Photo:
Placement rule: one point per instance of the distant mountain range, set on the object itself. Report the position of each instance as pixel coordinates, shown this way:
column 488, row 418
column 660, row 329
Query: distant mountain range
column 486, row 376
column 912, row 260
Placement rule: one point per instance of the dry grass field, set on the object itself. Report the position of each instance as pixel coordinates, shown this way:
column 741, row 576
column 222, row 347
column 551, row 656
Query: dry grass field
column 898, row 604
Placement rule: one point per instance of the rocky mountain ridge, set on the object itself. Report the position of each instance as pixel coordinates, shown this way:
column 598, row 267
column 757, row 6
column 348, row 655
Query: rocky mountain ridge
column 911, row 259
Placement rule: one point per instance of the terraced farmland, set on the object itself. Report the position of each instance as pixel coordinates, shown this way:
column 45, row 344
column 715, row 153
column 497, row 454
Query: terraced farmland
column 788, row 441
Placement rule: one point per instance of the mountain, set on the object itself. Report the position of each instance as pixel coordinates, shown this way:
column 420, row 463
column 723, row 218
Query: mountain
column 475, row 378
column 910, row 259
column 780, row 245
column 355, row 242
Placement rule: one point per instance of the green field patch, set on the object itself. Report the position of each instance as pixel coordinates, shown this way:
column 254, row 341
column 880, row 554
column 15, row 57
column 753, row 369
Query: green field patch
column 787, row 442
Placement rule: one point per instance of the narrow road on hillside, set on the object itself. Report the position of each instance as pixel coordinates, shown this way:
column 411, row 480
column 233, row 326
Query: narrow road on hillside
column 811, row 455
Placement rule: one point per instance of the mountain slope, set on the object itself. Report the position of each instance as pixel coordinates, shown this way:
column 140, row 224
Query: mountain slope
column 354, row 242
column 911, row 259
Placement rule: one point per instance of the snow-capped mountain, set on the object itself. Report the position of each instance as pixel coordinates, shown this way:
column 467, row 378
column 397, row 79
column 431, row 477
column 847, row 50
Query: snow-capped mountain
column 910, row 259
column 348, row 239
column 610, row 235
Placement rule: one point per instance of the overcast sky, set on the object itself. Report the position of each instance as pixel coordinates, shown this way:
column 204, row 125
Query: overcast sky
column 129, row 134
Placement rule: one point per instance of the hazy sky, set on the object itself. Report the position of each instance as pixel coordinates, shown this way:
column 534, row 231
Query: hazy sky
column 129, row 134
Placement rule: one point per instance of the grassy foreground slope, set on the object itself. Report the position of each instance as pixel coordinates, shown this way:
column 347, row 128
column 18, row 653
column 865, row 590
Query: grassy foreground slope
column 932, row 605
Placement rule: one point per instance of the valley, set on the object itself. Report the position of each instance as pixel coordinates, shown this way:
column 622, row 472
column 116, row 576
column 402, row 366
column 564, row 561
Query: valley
....................
#### [Esercizio]
Ricopia senza modifiche le righe dall'inizio fino alla riga che contiene "column 912, row 260", inclusa.

#### [Soluzione]
Photo:
Placement rule: one point per instance of the distant mountain range, set on the object itself. Report the position of each instance as pixel coordinates, shown this way:
column 488, row 418
column 660, row 329
Query: distant mountain range
column 486, row 376
column 912, row 260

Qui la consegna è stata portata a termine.